Written instruction -
Count the lines in the items below that contain the string "green". Reply with the number alone.

(Pointing data excerpts)

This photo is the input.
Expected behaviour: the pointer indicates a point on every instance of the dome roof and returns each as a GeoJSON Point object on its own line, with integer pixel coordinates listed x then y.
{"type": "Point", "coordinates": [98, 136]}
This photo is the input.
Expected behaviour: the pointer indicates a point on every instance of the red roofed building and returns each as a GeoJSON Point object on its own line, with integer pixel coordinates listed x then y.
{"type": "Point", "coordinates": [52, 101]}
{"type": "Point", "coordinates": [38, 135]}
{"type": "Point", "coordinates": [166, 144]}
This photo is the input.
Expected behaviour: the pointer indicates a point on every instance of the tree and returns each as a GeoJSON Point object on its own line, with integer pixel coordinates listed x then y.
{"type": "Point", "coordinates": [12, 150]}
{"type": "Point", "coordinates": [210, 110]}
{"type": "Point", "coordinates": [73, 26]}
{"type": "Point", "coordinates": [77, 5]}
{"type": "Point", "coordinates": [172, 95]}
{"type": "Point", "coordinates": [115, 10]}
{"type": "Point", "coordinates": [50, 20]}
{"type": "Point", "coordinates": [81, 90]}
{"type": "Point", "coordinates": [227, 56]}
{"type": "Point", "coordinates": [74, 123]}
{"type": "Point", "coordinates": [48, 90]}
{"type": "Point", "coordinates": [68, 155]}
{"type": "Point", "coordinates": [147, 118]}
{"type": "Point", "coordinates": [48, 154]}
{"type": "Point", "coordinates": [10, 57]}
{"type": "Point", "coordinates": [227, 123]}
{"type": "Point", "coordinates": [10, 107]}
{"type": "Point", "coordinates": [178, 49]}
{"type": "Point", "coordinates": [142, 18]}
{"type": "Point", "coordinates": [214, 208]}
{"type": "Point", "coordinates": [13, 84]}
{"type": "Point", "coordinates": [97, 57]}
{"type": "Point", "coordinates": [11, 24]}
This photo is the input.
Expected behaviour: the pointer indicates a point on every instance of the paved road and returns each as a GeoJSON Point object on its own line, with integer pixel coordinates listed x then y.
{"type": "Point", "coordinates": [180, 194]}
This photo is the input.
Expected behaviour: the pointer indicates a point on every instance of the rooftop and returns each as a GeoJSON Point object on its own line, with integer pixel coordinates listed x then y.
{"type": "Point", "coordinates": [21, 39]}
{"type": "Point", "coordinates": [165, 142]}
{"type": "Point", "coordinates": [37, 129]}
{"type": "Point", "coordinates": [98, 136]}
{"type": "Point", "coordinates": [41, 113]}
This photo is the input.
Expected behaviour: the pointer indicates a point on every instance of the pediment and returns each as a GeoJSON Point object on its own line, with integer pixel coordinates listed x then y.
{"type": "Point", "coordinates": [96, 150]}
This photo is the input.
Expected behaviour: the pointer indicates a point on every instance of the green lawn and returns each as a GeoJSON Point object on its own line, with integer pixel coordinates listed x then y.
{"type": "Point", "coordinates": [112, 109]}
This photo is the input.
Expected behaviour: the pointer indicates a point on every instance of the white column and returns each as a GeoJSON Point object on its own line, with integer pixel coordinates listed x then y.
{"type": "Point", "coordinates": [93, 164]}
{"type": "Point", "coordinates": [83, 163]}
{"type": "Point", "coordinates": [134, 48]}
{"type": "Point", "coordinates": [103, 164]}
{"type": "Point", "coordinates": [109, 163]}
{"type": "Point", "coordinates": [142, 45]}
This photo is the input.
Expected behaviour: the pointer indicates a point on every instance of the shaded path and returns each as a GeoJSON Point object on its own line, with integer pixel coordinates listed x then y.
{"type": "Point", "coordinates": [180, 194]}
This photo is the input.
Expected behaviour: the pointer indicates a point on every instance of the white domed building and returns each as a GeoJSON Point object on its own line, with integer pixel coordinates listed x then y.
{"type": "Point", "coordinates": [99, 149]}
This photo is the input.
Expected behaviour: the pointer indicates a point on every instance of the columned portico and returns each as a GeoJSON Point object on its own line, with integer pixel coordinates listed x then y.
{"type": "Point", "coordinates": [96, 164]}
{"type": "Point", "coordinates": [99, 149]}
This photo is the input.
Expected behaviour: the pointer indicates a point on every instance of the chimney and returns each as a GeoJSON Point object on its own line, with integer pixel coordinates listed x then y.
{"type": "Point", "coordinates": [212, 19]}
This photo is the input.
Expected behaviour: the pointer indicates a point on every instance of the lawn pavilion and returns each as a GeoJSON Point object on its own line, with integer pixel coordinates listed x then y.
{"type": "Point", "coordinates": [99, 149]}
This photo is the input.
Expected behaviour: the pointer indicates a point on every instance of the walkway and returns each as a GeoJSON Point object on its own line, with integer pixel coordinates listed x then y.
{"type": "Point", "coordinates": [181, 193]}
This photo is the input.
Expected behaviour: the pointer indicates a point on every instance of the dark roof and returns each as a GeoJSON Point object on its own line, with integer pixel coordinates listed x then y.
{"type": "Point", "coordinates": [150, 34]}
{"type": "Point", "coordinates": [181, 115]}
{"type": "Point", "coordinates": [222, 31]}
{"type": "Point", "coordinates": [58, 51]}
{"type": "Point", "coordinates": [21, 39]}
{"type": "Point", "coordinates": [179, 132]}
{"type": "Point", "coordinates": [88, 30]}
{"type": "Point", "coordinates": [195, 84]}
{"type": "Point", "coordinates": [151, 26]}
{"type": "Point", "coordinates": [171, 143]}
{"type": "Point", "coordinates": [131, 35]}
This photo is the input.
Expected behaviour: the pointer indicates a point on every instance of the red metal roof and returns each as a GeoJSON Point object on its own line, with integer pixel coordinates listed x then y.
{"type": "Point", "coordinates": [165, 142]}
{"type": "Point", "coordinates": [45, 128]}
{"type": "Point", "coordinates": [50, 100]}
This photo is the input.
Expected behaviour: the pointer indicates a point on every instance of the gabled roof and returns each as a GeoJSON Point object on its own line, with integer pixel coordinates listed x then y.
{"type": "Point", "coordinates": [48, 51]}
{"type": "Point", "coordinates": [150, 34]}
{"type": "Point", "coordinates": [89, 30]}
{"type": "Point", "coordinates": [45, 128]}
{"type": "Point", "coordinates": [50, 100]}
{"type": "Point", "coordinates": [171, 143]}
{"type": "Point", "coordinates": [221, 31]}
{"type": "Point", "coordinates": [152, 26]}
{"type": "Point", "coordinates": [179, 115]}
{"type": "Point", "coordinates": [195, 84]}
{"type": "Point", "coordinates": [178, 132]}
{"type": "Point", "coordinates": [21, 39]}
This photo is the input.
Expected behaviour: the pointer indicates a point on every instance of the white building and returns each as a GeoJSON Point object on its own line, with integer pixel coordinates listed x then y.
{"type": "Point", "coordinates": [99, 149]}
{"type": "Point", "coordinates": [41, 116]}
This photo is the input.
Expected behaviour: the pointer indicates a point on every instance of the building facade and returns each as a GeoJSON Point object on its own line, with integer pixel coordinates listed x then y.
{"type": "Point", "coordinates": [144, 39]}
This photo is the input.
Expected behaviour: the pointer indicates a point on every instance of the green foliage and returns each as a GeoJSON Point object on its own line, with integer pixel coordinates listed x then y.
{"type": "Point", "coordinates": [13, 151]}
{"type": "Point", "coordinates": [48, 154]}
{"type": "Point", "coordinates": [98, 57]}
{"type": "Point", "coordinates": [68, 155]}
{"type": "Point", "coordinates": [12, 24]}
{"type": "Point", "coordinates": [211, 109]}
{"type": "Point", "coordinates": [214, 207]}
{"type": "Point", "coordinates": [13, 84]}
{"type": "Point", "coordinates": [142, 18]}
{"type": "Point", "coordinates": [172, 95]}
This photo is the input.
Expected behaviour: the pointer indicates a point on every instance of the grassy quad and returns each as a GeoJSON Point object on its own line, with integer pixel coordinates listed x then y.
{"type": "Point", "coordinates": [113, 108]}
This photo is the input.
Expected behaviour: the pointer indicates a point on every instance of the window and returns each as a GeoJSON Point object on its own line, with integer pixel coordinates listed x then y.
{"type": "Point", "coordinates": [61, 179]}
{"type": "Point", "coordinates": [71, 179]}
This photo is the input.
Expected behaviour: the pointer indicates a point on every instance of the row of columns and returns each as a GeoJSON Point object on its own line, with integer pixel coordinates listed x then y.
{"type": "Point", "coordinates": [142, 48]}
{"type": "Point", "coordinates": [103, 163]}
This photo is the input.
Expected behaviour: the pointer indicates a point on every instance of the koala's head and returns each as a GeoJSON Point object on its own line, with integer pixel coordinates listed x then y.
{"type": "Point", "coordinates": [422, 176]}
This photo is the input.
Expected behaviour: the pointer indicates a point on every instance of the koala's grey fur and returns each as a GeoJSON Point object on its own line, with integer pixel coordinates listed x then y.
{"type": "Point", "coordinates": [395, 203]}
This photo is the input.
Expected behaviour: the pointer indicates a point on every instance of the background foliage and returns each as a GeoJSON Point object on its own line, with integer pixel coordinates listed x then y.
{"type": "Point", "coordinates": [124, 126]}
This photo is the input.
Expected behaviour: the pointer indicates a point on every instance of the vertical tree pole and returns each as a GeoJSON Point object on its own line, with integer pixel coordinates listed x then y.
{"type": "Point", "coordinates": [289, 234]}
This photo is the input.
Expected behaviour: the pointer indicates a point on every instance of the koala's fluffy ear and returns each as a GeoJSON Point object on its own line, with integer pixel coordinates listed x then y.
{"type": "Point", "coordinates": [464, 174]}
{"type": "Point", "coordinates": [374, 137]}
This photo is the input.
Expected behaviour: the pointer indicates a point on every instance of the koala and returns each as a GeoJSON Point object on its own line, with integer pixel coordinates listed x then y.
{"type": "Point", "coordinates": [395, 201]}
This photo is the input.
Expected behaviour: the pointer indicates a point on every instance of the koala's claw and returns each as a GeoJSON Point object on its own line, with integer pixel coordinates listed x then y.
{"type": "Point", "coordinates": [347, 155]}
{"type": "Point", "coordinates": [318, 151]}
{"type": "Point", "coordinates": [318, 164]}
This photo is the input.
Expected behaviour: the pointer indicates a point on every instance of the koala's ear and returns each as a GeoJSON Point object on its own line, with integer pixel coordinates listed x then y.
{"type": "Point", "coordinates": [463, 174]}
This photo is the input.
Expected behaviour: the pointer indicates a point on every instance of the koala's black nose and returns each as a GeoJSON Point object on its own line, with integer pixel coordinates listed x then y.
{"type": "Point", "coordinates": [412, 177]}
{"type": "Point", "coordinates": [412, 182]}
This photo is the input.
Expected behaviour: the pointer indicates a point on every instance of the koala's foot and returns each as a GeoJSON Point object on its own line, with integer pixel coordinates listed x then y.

The solution -
2